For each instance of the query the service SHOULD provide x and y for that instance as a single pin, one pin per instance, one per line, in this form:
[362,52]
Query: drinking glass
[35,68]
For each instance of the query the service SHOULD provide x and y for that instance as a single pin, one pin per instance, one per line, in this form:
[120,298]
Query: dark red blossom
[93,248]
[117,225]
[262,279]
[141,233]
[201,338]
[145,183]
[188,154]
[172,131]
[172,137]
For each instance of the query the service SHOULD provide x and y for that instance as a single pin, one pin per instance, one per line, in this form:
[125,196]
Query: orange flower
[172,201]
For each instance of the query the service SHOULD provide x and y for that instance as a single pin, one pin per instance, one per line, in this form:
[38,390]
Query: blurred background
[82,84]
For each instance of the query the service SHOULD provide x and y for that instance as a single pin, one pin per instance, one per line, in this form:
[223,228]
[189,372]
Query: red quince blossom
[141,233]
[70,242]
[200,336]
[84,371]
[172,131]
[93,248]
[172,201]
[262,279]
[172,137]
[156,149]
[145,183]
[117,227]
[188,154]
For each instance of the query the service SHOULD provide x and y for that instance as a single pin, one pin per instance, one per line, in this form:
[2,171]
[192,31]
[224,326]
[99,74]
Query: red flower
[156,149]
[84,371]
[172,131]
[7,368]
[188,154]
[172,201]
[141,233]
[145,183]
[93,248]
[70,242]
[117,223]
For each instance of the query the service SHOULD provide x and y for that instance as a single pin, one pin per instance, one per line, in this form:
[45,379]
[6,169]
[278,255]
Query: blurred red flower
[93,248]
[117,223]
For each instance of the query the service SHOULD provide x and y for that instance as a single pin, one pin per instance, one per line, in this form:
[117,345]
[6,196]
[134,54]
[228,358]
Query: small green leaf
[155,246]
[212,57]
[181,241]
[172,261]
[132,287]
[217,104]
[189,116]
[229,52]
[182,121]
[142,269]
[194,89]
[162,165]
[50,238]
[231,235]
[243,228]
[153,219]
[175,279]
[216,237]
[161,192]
^^^^^^^^
Transcribe the full listing above without leaving anything out.

For each instance of the query the service SHOULD provide x and y for that instance as a single pin, one pin per instance, one per line, in this form:
[362,52]
Query: drinking glass
[35,68]
For each instance of the query the service SHOULD provide x and y for that instance as a single pin, one pin per instance, one per line, in this form:
[120,298]
Query: dark red blossom
[93,248]
[117,225]
[262,279]
[141,233]
[201,338]
[145,183]
[188,154]
[172,131]
[172,137]
For each instance of the query the service SHOULD provide x and y for that instance as a single pin, one pin per instance, one per line, in this form:
[125,196]
Query: orange flower
[172,201]
For each instance of the query the service SHOULD provide x and y for that instance as a single pin, one pin per instance, one per line, in this form:
[38,390]
Query: blurred background
[82,84]
For each instance of the query the service SHOULD provide x and y for that instance as a single pin, one pin per instance, one per line, in this form:
[223,228]
[189,372]
Query: red quince blossom
[141,233]
[70,242]
[200,336]
[84,371]
[172,131]
[93,248]
[172,201]
[262,279]
[172,137]
[156,149]
[145,183]
[117,227]
[188,154]
For each instance of the query the service SHOULD provide x and y for that instance as a single pin, one pin per instance, one per line, in this form:
[2,171]
[192,31]
[224,326]
[99,74]
Query: red flower
[156,149]
[84,371]
[172,131]
[7,368]
[188,154]
[172,201]
[141,233]
[145,183]
[93,248]
[70,242]
[117,223]
For each instance of the query the service SHOULD provide x and y for that instance as a single pin, one pin per instance, one per line, in this form:
[45,379]
[6,169]
[278,255]
Query: blurred red flower
[93,248]
[117,223]
For each instance of the query the service SHOULD provide x and y for that instance as a single pin, one pin per instance, one per line, in this form:
[117,345]
[6,196]
[134,54]
[228,358]
Query: small green leaf
[155,246]
[212,57]
[181,241]
[172,261]
[132,287]
[217,104]
[189,116]
[229,52]
[182,121]
[142,269]
[194,89]
[162,165]
[50,238]
[231,235]
[243,228]
[153,219]
[175,279]
[216,237]
[161,192]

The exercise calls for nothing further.